> [DESCRIPTION OF THE TASK] Pull out every line in the items below that contains the string "poster", treating uppercase and lowercase letters as different.

> [ENTRIES]
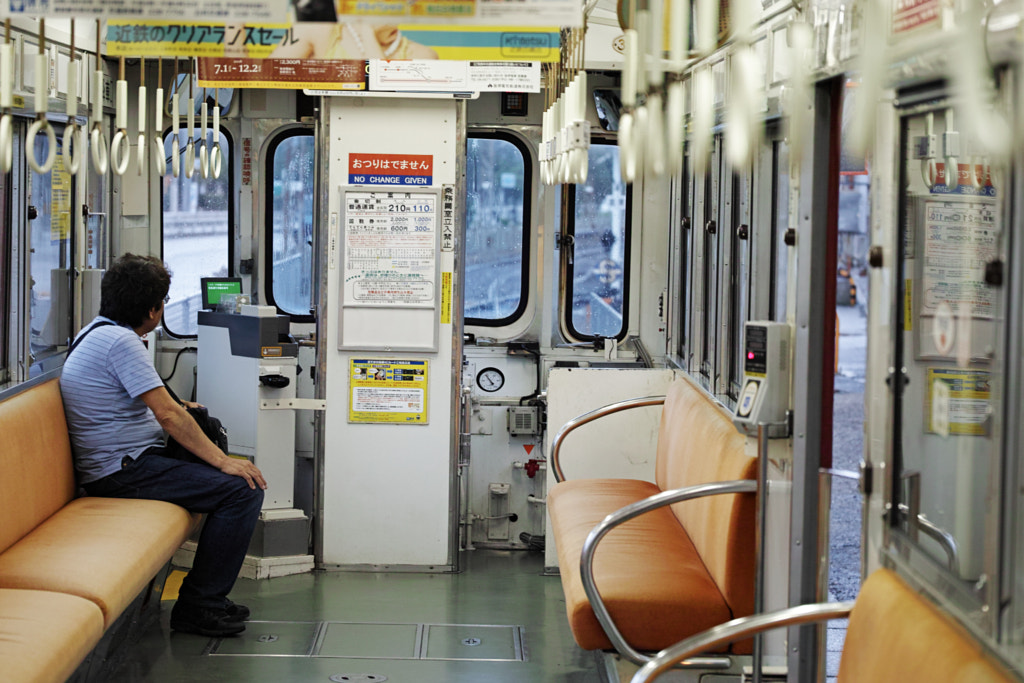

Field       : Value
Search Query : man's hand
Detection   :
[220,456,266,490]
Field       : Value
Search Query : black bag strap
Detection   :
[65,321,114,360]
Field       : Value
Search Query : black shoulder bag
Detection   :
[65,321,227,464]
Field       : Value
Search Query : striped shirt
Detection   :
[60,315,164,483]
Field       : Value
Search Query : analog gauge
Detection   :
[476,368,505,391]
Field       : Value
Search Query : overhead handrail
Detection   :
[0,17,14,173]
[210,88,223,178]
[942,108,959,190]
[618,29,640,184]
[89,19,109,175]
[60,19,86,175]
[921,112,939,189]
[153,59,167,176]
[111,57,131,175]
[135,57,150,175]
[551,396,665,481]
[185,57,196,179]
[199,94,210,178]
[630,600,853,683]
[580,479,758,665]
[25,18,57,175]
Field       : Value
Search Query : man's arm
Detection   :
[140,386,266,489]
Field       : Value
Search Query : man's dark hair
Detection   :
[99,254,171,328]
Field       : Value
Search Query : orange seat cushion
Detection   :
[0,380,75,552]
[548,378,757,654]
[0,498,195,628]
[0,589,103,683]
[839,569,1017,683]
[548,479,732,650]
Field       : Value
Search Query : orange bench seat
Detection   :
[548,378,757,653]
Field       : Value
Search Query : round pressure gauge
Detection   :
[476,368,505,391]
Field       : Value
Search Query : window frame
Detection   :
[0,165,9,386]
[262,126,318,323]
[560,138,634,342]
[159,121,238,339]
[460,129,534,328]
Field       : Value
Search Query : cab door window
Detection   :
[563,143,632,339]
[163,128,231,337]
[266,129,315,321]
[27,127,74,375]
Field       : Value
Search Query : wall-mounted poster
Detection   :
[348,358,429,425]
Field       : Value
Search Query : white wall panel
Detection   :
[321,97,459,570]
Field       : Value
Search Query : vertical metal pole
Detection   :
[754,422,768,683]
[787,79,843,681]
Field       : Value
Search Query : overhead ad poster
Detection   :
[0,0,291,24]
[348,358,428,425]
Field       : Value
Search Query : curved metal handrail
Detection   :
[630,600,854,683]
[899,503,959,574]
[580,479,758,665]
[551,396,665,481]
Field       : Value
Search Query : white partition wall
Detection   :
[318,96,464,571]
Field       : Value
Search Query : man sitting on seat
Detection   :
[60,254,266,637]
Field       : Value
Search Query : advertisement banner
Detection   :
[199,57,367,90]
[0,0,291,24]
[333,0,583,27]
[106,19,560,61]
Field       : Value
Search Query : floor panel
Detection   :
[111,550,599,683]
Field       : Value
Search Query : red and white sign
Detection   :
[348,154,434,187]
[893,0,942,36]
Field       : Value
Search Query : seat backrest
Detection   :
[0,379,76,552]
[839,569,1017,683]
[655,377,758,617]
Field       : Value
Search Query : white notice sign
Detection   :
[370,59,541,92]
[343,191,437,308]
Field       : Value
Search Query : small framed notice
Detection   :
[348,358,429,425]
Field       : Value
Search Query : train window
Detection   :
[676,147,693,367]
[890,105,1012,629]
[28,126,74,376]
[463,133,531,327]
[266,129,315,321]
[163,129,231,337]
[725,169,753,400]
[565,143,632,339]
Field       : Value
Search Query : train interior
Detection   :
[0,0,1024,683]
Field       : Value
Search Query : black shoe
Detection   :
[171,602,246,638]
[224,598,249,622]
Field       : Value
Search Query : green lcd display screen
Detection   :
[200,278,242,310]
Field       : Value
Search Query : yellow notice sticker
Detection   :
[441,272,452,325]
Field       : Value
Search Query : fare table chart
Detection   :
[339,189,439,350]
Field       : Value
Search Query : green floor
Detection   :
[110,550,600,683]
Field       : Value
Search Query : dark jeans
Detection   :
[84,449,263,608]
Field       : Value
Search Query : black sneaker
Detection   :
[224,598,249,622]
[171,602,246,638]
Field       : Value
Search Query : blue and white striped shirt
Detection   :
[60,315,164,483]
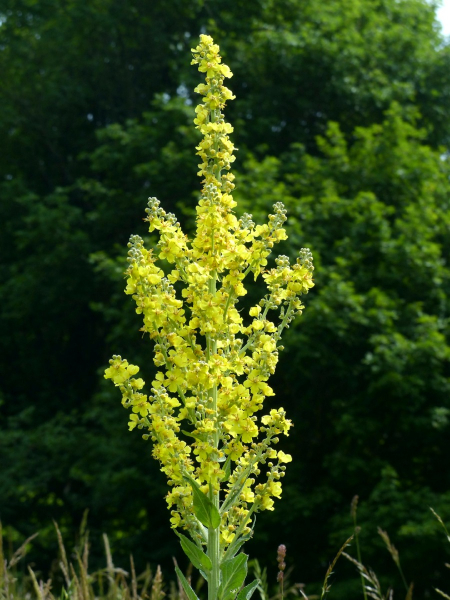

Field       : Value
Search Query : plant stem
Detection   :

> [ANSWER TO THIS TASK]
Search Query : wall-mounted poster
Search Query : overhead ad poster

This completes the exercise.